■ **Exercise aim**: Locate every line in the records below that contains the word "dark", and copy each of those lines.

Pointing dataset records
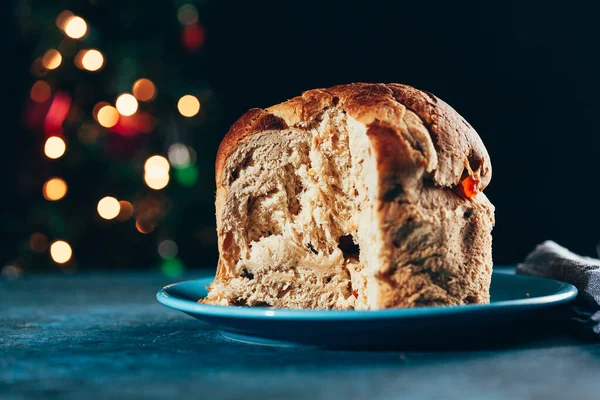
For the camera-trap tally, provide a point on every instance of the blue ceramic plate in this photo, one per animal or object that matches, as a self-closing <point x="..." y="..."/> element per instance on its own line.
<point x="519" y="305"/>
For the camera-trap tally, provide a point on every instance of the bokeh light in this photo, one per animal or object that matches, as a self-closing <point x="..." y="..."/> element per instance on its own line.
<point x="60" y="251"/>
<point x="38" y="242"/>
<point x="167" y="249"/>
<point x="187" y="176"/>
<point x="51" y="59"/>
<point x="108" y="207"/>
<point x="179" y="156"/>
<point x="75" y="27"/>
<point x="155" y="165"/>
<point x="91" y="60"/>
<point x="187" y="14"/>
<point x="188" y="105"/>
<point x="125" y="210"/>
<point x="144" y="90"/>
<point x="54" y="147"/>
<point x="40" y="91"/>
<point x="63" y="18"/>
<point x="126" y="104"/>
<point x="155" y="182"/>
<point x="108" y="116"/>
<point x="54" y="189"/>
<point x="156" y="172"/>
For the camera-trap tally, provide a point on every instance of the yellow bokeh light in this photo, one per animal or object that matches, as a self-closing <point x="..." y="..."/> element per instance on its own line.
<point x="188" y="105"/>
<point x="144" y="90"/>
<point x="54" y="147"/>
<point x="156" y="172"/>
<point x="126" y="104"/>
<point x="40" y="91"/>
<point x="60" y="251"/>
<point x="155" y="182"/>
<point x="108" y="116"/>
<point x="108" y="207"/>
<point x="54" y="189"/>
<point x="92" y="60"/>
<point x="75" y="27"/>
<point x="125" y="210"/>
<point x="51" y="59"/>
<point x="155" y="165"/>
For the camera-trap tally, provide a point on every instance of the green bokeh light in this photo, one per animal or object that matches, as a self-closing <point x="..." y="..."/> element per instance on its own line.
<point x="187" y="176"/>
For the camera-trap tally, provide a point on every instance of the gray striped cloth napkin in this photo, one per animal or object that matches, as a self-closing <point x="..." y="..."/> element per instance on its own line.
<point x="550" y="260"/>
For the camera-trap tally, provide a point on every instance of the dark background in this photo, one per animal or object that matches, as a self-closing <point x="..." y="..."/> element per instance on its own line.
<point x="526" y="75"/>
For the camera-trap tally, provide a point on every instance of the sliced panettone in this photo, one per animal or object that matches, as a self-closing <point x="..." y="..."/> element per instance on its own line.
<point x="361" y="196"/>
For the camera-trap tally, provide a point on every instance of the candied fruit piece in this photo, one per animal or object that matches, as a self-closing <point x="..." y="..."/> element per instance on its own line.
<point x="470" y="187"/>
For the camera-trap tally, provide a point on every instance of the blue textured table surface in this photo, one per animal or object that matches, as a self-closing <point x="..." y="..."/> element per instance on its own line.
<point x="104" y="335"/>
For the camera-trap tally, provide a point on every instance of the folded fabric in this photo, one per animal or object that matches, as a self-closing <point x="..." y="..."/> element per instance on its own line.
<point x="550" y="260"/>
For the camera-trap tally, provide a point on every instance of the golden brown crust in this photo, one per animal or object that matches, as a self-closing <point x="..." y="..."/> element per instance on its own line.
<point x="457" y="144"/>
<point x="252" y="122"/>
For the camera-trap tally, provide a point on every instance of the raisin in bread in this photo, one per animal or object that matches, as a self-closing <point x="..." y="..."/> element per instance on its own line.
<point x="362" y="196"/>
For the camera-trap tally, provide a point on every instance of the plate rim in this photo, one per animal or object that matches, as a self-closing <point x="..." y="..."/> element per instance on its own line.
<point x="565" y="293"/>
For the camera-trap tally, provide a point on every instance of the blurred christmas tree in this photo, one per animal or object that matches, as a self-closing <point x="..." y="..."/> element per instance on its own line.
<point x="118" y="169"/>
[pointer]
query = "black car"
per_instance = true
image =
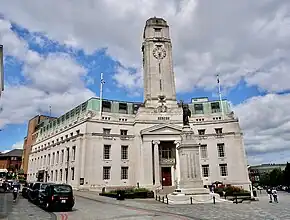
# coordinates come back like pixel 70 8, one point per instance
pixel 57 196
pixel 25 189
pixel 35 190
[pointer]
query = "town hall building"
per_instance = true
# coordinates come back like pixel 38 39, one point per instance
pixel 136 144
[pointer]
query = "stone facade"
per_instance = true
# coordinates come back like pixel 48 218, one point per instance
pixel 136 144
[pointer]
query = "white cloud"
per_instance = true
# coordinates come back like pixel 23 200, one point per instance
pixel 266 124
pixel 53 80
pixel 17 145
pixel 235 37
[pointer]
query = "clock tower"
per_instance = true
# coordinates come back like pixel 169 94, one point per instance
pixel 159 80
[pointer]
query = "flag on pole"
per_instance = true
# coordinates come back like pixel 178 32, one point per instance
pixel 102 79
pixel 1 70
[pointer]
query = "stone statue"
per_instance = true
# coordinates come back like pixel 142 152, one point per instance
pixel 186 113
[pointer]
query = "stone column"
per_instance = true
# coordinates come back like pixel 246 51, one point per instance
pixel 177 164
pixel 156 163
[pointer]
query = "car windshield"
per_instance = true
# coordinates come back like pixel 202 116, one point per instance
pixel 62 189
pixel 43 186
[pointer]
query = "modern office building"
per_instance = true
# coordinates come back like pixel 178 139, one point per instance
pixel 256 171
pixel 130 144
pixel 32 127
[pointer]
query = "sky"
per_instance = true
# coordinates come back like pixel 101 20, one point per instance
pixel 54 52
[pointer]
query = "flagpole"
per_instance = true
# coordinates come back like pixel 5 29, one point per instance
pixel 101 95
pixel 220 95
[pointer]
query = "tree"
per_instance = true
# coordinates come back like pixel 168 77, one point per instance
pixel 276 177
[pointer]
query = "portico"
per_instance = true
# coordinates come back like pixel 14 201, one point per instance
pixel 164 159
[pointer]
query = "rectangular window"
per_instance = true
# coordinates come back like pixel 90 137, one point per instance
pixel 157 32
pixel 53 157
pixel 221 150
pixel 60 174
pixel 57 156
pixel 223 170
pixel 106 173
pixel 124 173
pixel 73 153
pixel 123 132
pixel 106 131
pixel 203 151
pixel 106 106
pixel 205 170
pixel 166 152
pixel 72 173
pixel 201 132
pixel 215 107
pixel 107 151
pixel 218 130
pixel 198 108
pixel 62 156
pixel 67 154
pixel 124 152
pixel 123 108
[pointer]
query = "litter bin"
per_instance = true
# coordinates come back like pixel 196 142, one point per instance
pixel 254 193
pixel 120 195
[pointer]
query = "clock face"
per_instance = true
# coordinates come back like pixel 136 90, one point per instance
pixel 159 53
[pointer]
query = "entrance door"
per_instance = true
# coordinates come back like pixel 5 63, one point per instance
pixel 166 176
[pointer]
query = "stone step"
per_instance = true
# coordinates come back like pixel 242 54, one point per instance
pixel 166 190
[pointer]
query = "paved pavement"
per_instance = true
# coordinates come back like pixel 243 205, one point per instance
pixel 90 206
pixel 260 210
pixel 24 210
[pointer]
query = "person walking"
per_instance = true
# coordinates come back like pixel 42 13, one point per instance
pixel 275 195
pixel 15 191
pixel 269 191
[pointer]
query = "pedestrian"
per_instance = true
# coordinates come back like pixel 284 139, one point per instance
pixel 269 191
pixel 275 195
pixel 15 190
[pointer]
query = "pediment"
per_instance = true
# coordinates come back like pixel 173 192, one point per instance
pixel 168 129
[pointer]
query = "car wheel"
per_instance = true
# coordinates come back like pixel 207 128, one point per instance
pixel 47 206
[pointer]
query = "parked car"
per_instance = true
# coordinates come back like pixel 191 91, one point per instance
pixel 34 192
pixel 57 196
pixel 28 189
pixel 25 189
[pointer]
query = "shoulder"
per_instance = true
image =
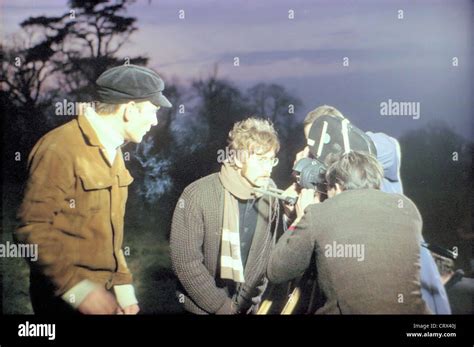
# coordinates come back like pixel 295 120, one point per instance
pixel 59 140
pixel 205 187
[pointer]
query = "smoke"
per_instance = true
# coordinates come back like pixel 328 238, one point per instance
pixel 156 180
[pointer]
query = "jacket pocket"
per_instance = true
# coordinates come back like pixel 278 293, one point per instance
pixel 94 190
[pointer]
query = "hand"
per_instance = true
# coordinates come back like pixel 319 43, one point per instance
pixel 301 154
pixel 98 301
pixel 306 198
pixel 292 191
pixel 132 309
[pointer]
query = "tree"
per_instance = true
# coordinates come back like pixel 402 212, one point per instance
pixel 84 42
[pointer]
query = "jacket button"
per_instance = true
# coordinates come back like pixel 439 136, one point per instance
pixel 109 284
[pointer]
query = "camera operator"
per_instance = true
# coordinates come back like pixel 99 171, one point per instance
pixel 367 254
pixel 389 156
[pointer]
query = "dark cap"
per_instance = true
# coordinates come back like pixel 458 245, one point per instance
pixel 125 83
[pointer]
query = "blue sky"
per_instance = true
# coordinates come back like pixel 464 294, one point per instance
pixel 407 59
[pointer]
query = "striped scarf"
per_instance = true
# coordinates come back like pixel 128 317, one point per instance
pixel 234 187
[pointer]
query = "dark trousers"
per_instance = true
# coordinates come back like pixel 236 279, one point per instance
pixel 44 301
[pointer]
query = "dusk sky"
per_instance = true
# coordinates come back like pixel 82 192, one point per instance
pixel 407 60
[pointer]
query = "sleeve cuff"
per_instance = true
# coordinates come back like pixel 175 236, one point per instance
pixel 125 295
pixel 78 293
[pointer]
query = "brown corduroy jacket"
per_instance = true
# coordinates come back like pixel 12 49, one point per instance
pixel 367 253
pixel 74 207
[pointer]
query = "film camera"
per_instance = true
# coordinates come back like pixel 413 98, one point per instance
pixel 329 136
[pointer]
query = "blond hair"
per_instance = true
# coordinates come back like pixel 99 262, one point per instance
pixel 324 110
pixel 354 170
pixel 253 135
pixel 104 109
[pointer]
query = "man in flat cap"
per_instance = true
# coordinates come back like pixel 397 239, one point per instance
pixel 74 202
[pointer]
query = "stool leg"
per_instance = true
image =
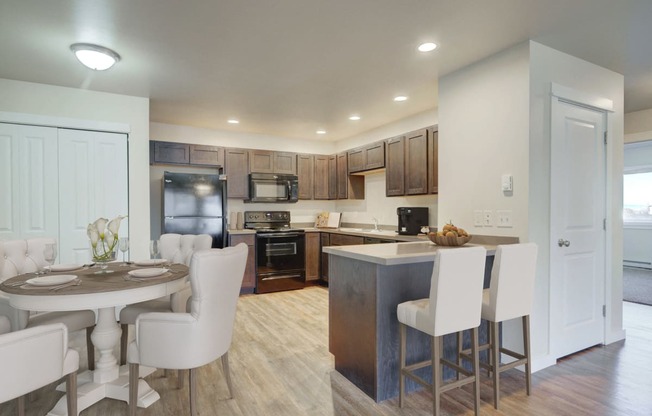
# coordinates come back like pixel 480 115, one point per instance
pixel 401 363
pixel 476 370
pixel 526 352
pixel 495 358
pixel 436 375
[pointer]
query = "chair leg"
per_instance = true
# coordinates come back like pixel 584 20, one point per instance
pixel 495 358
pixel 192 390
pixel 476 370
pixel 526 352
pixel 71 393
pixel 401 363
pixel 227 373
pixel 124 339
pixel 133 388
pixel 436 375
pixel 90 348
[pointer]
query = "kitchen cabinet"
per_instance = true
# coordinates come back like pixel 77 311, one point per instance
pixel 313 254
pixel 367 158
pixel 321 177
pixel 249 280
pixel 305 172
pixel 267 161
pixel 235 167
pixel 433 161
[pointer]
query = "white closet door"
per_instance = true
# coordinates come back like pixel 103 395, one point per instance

■ **Reply to the exercise**:
For the camera-trap tally, provide a point on every instance of the dark background in this photo, one per animal or object that matches, as a self-closing <point x="..." y="..."/> element per instance on its own line.
query = "dark cap"
query = "dark trousers"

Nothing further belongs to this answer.